[Data entries]
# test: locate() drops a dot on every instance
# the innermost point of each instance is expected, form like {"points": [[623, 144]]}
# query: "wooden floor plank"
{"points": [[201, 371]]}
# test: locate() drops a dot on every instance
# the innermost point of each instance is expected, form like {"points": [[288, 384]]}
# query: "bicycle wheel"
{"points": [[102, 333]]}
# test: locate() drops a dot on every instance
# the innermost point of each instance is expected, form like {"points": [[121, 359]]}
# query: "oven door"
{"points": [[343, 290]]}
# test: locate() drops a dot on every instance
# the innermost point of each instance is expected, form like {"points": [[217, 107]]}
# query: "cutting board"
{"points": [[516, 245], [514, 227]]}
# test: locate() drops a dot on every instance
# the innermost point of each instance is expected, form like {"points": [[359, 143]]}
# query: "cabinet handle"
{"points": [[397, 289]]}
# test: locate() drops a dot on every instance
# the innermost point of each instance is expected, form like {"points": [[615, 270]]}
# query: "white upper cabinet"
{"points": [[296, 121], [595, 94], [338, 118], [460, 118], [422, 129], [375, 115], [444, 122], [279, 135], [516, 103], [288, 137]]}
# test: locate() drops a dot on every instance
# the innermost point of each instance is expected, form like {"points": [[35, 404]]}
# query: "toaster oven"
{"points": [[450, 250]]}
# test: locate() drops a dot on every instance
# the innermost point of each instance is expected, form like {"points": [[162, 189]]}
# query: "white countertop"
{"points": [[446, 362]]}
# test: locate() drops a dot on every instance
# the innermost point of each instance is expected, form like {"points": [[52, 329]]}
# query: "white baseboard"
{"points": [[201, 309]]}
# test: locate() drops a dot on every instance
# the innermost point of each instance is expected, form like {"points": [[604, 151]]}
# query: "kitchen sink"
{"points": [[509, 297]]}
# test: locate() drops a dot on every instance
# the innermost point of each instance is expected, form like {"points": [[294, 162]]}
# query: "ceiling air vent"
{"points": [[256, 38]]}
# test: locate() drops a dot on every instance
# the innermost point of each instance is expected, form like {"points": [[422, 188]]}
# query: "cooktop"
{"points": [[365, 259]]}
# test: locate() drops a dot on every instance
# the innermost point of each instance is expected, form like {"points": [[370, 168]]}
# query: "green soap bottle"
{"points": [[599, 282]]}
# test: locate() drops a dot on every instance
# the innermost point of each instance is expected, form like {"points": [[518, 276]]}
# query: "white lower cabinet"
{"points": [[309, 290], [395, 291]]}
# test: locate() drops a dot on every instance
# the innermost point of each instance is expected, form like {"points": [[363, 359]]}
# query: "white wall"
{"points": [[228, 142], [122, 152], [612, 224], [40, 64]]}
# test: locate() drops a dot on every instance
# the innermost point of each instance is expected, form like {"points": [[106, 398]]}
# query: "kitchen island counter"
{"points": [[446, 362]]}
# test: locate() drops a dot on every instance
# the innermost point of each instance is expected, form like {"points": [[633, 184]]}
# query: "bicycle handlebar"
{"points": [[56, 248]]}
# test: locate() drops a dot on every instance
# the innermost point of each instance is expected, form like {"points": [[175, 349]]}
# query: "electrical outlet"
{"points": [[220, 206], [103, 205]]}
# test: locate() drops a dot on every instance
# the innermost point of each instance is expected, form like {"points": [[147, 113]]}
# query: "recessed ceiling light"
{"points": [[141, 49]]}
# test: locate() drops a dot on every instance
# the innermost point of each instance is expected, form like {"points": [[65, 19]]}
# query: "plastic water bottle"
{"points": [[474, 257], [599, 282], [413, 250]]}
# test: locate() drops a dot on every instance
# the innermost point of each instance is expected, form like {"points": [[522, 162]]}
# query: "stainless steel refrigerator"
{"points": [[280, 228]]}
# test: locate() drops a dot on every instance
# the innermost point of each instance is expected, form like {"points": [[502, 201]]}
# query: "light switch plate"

• What to produce
Output all records exactly, with nothing added or dropped.

• Your solution
# test: locate() drops a dot on every instance
# the innermost point of each instance is expected, form like {"points": [[623, 144]]}
# query: "wooden floor plank"
{"points": [[201, 371]]}
# test: locate() drops a dot on every instance
# the innermost point of each instance is expected, form like {"points": [[288, 384]]}
# query: "bicycle wheel"
{"points": [[102, 333]]}
# test: locate() drops a dot on every instance
# the innermost point of each instance is expected, form like {"points": [[121, 359]]}
# query: "oven door"
{"points": [[343, 290]]}
# test: locate() drops a dot on every instance
# the innermost point of each instance is expected, form like {"points": [[217, 107]]}
# query: "cutting board"
{"points": [[516, 245], [514, 227]]}
# test: locate() drops a dot on every instance
# the innermost point of each instance is expected, form like {"points": [[359, 143]]}
# query: "cabinet handle"
{"points": [[397, 289]]}
# test: locate() drops a dot on every instance
# the innermost point of each instance is expected, form like {"points": [[615, 270]]}
# query: "white upper cabinet"
{"points": [[296, 121], [595, 94], [338, 118], [460, 118], [422, 129], [375, 115], [444, 122], [279, 135], [516, 103], [288, 137]]}
# test: locate() drops a dot on every instance
# the innermost point of each instance is expected, form like {"points": [[35, 404]]}
# query: "toaster oven"
{"points": [[450, 250]]}
# test: locate() drops a dot on every instance
# the innermost point of each instance is expected, form like {"points": [[162, 189]]}
# query: "white countertop"
{"points": [[446, 362]]}
# test: locate() drops a dot on every instance
# the innermost point of each instance is expected, form like {"points": [[52, 329]]}
# query: "white baseboard"
{"points": [[201, 309]]}
# test: locate() drops a dot on every instance
# the innermost point of each instance is expected, form like {"points": [[604, 151]]}
# query: "kitchen sink"
{"points": [[509, 297]]}
# test: locate() drops a dot on every instance
# the innermost point of each instance is expected, form like {"points": [[294, 162]]}
# query: "ceiling air vent"
{"points": [[256, 38]]}
# test: locate() drops a dot on every instance
# the innermost point of each instance is expected, form like {"points": [[422, 188]]}
# query: "cooktop"
{"points": [[365, 259]]}
# test: locate() drops a dot on every instance
# the innermost point of each instance is expected, form like {"points": [[370, 168]]}
# query: "green soap bottle"
{"points": [[599, 282]]}
# test: locate() drops a dot on every instance
# the innermost point of each instance is expected, form like {"points": [[518, 276]]}
# query: "white lower cabinet"
{"points": [[309, 290], [395, 291]]}
# test: locate() drops a dot on every instance
# the innermost point of each instance is expected, form like {"points": [[363, 359]]}
# query: "white wall"
{"points": [[228, 142], [122, 152], [612, 224], [40, 64]]}
# test: locate() drops a dot on every instance
# the innermost point of each instance is expected, form like {"points": [[106, 398]]}
# query: "kitchen island counter"
{"points": [[446, 362]]}
# test: locate() drops a dot on every instance
# the innermost point of each instance is expected, form like {"points": [[633, 184]]}
# query: "bicycle handlebar"
{"points": [[56, 248]]}
# test: locate() drops a dot on every instance
# the innermost point of each instance is expected, form like {"points": [[175, 349]]}
# query: "electrical outlet"
{"points": [[220, 206], [103, 205]]}
# test: locate() drops a dot on every instance
# the innermost point of each instance is expected, form like {"points": [[147, 113]]}
# query: "recessed ceiling light"
{"points": [[141, 49]]}
# test: locate() drops a dot on every instance
# the innermost point of each instance is expected, form like {"points": [[65, 19]]}
# query: "plastic water bottle"
{"points": [[474, 257], [599, 282], [413, 250]]}
# test: locate() drops a dot on every instance
# the innermost point of each instance is expected, form like {"points": [[522, 162]]}
# query: "stainless steel refrigerator"
{"points": [[280, 228]]}
# test: locate() drops a dot on every instance
# the innermost point of each instance is expected, form like {"points": [[502, 201]]}
# query: "light switch plate"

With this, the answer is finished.